The records>
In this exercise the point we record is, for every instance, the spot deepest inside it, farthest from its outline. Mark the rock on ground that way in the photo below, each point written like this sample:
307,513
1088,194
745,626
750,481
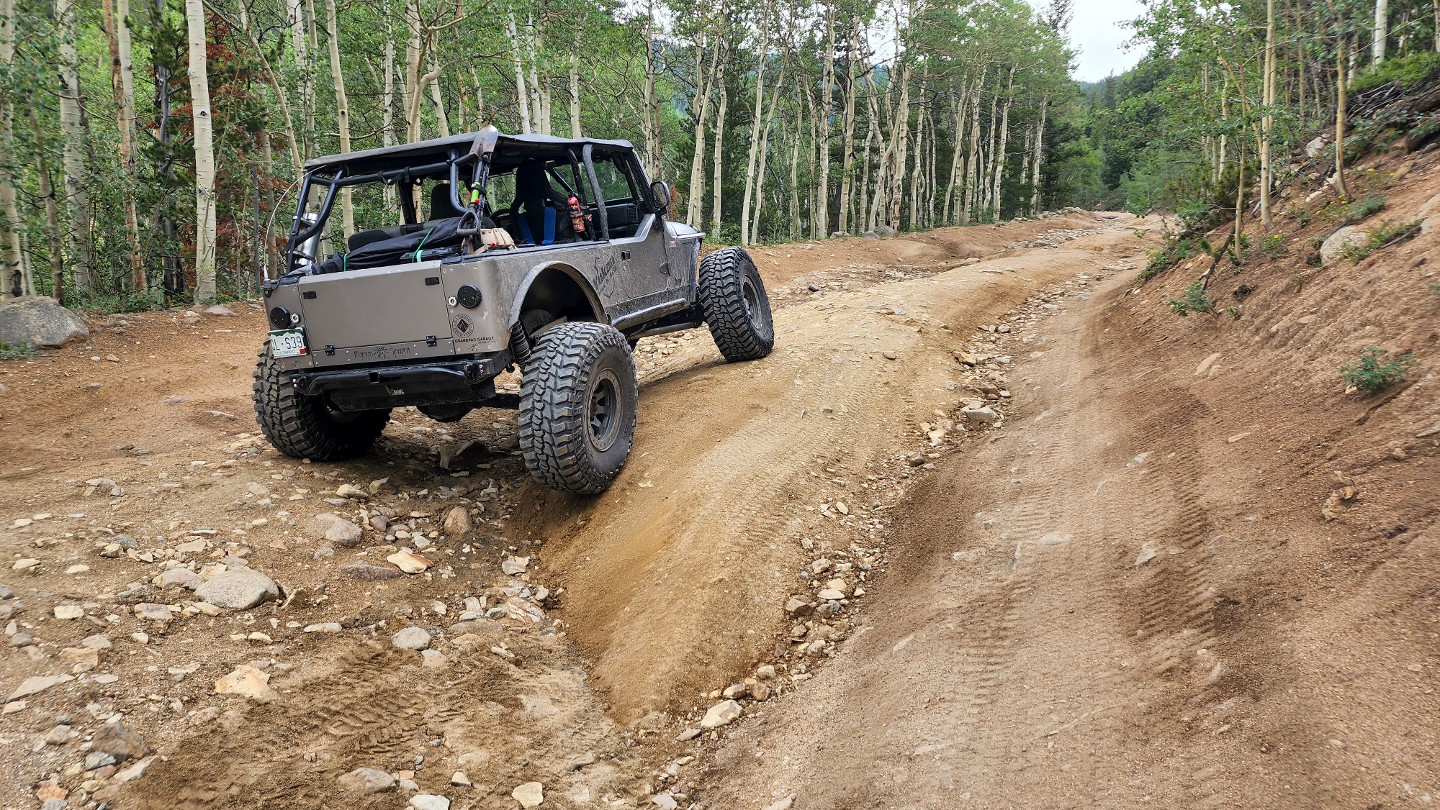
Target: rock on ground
722,714
367,780
238,590
39,322
529,794
248,682
412,639
1334,247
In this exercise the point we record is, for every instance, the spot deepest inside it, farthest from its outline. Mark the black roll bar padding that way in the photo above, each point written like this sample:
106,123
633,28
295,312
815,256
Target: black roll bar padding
298,237
588,156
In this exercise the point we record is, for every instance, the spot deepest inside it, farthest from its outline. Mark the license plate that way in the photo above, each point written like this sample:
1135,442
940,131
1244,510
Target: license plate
288,343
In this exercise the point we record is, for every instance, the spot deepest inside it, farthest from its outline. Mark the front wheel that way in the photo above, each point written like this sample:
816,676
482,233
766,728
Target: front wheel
733,300
304,427
578,402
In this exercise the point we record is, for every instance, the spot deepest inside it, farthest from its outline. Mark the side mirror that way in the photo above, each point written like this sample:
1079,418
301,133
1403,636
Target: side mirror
660,196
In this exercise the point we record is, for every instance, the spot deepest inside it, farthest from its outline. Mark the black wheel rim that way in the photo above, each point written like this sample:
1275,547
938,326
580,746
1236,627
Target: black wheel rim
602,412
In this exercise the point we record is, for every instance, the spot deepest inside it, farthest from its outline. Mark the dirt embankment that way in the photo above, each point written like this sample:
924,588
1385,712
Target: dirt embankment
1193,570
131,472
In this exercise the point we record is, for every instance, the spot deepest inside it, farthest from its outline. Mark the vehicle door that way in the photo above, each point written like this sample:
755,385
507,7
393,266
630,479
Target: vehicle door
637,235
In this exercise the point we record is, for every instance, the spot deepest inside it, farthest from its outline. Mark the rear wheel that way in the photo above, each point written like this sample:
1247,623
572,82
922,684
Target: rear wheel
578,402
733,300
304,427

Problem details>
Can you write out all of the entries above again, swapping every "outline" for "boundary" and changing nothing else? Leave the pictures out.

In response>
In this exercise the point we record is, for every instance, the spot deepest inside it, farthest from its boundary. Mark the rock on ground that way in the photo below, each point written like this sample:
307,513
1088,194
745,626
750,481
Target: rock on ground
722,714
367,780
238,590
39,322
529,794
248,682
412,639
1334,247
In this exercise the point we record is, for every instance, the spot deepest inside it, farthest from its boundary. Mark the black roll bar padding that way in the photo above, each point written like this sample:
106,123
633,28
295,312
815,256
Target: black roll bar padding
298,237
588,156
In this exercise the point we record is, for every instance, the spot deepest inside it, farthest from its boundary. Mark the license plate that way in the photo above, each point written like this sample:
1135,442
940,131
1244,510
Target: license plate
288,343
In this exercise the point we record is, for every instance, the spot deepest inside it, farthest from its boundary. Mark the front wheel that way in the photo above, each point written like this sample:
816,676
482,233
766,728
Target: front wheel
733,300
304,427
578,402
In this exercise the point we record is, for every instance, the spot deepest inside it, farthest from its boundary. Mark the side mirror that way in the photo above, each point written like this sample:
1079,418
301,133
1403,636
Target: side mirror
660,196
In this exercise the point we record is, for every instance, the spot deepest inside it, farthest from its boundary. Mark the black wheel rim that way in the photo above, each point written like this sample:
1275,547
938,326
580,746
1236,627
Target: black wheel rim
602,412
In this exercise the point we record is, for every instance, the spot deepest inside it, farthest from its boundary. Mark the dirt embankment that way in the photo above, each point written like this sample:
924,588
1385,712
Target: dirt embankment
1193,570
131,472
In this exercise the point we record is, for every instance, the spot deepest inside it, farthest from its boundary. Mark the vehicle door that way in the photo above, each point written like this sample:
755,385
507,7
393,266
630,479
Target: vehicle door
637,235
In this exercise the point we record is, for every instance, the spot deepest inside it, farthest from its boundary. Mark the rear wheel that way in the photo above, each point written like this sample:
1247,623
572,82
922,684
Target: rear wheel
578,402
733,300
304,427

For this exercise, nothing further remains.